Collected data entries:

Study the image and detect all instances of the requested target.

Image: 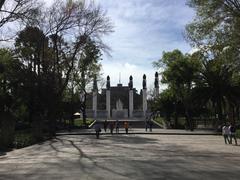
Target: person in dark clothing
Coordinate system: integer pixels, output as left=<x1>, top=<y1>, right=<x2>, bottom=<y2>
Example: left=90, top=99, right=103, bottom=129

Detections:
left=94, top=123, right=101, bottom=139
left=149, top=120, right=153, bottom=132
left=124, top=121, right=129, bottom=134
left=115, top=120, right=120, bottom=134
left=145, top=120, right=149, bottom=131
left=103, top=120, right=108, bottom=132
left=109, top=121, right=114, bottom=135
left=229, top=124, right=238, bottom=145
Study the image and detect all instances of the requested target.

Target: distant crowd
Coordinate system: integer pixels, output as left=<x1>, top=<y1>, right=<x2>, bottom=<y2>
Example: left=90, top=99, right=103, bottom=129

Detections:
left=93, top=119, right=154, bottom=139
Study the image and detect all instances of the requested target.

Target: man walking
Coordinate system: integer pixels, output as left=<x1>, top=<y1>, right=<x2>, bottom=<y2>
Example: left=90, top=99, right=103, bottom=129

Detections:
left=103, top=120, right=108, bottom=132
left=229, top=123, right=238, bottom=145
left=109, top=121, right=114, bottom=135
left=124, top=121, right=129, bottom=134
left=94, top=123, right=101, bottom=139
left=115, top=120, right=120, bottom=134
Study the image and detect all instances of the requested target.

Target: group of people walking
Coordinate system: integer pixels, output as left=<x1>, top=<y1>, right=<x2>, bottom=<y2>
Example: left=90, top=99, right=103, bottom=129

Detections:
left=222, top=123, right=238, bottom=145
left=94, top=120, right=129, bottom=138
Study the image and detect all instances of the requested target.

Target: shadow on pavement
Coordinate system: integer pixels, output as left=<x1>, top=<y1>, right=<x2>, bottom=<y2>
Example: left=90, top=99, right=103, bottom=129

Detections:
left=1, top=135, right=240, bottom=180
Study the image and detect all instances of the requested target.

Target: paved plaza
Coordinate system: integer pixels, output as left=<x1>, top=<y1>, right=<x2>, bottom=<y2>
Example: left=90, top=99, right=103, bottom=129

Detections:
left=0, top=133, right=240, bottom=180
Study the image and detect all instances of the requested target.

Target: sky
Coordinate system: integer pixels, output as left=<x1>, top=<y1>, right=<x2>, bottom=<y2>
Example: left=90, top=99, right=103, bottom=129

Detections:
left=93, top=0, right=195, bottom=92
left=4, top=0, right=196, bottom=93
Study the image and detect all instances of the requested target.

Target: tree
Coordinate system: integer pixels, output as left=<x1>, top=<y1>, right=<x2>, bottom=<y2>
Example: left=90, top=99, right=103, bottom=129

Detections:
left=186, top=0, right=240, bottom=126
left=0, top=48, right=23, bottom=148
left=192, top=58, right=240, bottom=126
left=12, top=0, right=113, bottom=136
left=0, top=0, right=113, bottom=148
left=154, top=49, right=201, bottom=130
left=0, top=0, right=40, bottom=40
left=40, top=0, right=113, bottom=133
left=74, top=38, right=102, bottom=125
left=151, top=89, right=175, bottom=123
left=14, top=26, right=48, bottom=140
left=185, top=0, right=240, bottom=65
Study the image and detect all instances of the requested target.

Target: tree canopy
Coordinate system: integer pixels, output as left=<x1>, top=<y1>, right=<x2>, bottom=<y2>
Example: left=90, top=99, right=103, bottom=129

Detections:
left=0, top=0, right=113, bottom=149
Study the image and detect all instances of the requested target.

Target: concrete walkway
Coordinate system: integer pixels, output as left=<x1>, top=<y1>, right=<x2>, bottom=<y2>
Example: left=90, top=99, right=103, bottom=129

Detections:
left=0, top=134, right=239, bottom=180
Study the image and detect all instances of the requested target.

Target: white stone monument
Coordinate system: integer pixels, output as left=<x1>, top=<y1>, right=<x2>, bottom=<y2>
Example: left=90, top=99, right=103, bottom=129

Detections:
left=154, top=72, right=159, bottom=97
left=142, top=74, right=147, bottom=117
left=92, top=76, right=98, bottom=118
left=106, top=76, right=111, bottom=119
left=129, top=75, right=133, bottom=118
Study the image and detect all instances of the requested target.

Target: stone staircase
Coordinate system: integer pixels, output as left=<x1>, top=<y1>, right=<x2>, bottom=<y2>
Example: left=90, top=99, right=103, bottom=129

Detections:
left=93, top=119, right=162, bottom=129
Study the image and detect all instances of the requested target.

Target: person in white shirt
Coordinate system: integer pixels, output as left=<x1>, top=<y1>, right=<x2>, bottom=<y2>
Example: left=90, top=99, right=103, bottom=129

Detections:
left=222, top=124, right=230, bottom=144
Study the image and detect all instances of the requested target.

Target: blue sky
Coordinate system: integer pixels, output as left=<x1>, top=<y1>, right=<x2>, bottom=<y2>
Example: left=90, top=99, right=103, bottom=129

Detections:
left=5, top=0, right=195, bottom=93
left=94, top=0, right=195, bottom=92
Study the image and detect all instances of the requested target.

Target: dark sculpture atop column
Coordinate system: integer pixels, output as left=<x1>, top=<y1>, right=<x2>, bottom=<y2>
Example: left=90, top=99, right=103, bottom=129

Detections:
left=142, top=74, right=146, bottom=89
left=154, top=72, right=159, bottom=88
left=128, top=75, right=133, bottom=90
left=93, top=75, right=98, bottom=90
left=106, top=75, right=110, bottom=90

Try it | A word-for-word copy of the data above is needed, one that omits the pictures.

Expected output |
Study the image and detect all instances of the requested target.

Image: 
Target: person in dark clothing
Coordinate system: integer pixels, output as left=<x1>, top=<y1>, right=<x2>, bottom=<y2>
Example: left=90, top=99, right=103, bottom=129

Detections:
left=94, top=123, right=101, bottom=139
left=149, top=120, right=153, bottom=132
left=124, top=121, right=129, bottom=134
left=115, top=120, right=120, bottom=134
left=145, top=120, right=149, bottom=131
left=103, top=120, right=108, bottom=132
left=109, top=121, right=114, bottom=135
left=229, top=124, right=238, bottom=145
Study the image and detect all instances of the requested target.

Target: distant crowd
Coordinate system: integer pixels, output as left=<x1>, top=<y1>, right=<x2>, bottom=<y2>
Example: left=90, top=99, right=103, bottom=129

Detections:
left=93, top=119, right=154, bottom=139
Study the image and detect all instances of the requested target.

Target: man walking
Coordinate system: integer pixels, output as left=<x1>, top=<y1>, right=<x2>, bottom=<y2>
Example: left=90, top=99, right=103, bottom=129

Detections:
left=103, top=120, right=108, bottom=132
left=229, top=123, right=238, bottom=145
left=109, top=121, right=114, bottom=135
left=124, top=121, right=129, bottom=134
left=94, top=123, right=101, bottom=139
left=115, top=120, right=120, bottom=134
Study the image and detect all instances of the requested target.

Target: group of people walking
Coordinate system: integer pixels, output as left=<x1>, top=<y1>, right=<x2>, bottom=<y2>
Example: left=90, top=99, right=103, bottom=129

Detections:
left=222, top=123, right=238, bottom=145
left=94, top=120, right=129, bottom=138
Study the image and detect all instances of the requested target.

Target: shadow on pavement
Coordinate system: integer pixels, output as left=<x1>, top=<y1>, right=<x2>, bottom=<y2>
Example: left=90, top=99, right=103, bottom=129

Detections:
left=1, top=135, right=240, bottom=180
Study the image and detect all instances of the requested target.

Target: paved plaza
Coordinate system: integer pixels, output as left=<x1>, top=<y1>, right=<x2>, bottom=<y2>
Example: left=90, top=99, right=103, bottom=129

Detections:
left=0, top=133, right=240, bottom=180
Study the image and detect all instances of the requested target.

Target: sky
Coordinate system: integer pixels, output as left=<x1>, top=<y1>, right=<x2>, bottom=<y2>
Example: left=90, top=99, right=103, bottom=129

Detections:
left=93, top=0, right=195, bottom=92
left=4, top=0, right=196, bottom=93
Study the image and detect all instances of the requested target.

Target: tree
Coordinate system: integer pixels, output as left=<x1>, top=<y1>, right=<x2>, bottom=<y2>
Example: left=90, top=99, right=103, bottom=129

Detections:
left=186, top=0, right=240, bottom=126
left=0, top=48, right=23, bottom=148
left=192, top=58, right=240, bottom=126
left=12, top=0, right=113, bottom=136
left=0, top=0, right=113, bottom=148
left=154, top=49, right=201, bottom=130
left=0, top=0, right=40, bottom=40
left=40, top=0, right=113, bottom=133
left=74, top=38, right=102, bottom=125
left=151, top=89, right=175, bottom=123
left=14, top=26, right=48, bottom=140
left=185, top=0, right=240, bottom=65
Study the image and detect all instances of the requested target.

Target: tree canopy
Coordinate system: integer pixels, output as left=<x1>, top=<y1>, right=<x2>, bottom=<y2>
Example: left=90, top=99, right=103, bottom=129

Detections:
left=0, top=0, right=113, bottom=149
Study the image and detect all instances of the requested target.

Target: concrete walkway
Coordinate system: integer pixels, output as left=<x1>, top=<y1>, right=<x2>, bottom=<y2>
Example: left=90, top=99, right=103, bottom=129

Detections:
left=0, top=134, right=239, bottom=180
Study the image and detect all instances of the requested target.

Target: white stone monument
Coordinate system: integer pixels, output as left=<x1>, top=<y1>, right=<x2>, bottom=<y2>
Example: left=90, top=99, right=103, bottom=129

Detections:
left=154, top=72, right=159, bottom=97
left=142, top=74, right=147, bottom=117
left=92, top=76, right=98, bottom=118
left=106, top=76, right=111, bottom=119
left=129, top=75, right=133, bottom=118
Study the image and detect all instances of the requested target.

Target: stone staircase
Coordinate system: integer pixels, output as left=<x1>, top=<y1>, right=<x2>, bottom=<y2>
Example: left=90, top=99, right=103, bottom=129

Detections:
left=93, top=119, right=162, bottom=129
Study the image and detect all instances of the requested target.

Target: person in white shirt
Coordinate system: integer pixels, output as left=<x1>, top=<y1>, right=<x2>, bottom=<y2>
Example: left=90, top=99, right=103, bottom=129

Detections:
left=222, top=124, right=230, bottom=144
Study the image and detect all instances of the requested target.

Target: blue sky
Coordinate system: integer pixels, output as left=<x1>, top=<y1>, right=<x2>, bottom=<y2>
Example: left=90, top=99, right=103, bottom=129

Detections:
left=5, top=0, right=195, bottom=93
left=94, top=0, right=195, bottom=92
Study the image and detect all instances of the requested target.

Target: dark sculpture atop column
Coordinate system: integer pixels, output as left=<x1>, top=<y1>, right=<x2>, bottom=<y2>
Example: left=90, top=99, right=103, bottom=129

Detections:
left=142, top=74, right=146, bottom=89
left=154, top=72, right=159, bottom=88
left=128, top=75, right=133, bottom=90
left=93, top=75, right=98, bottom=90
left=106, top=75, right=110, bottom=90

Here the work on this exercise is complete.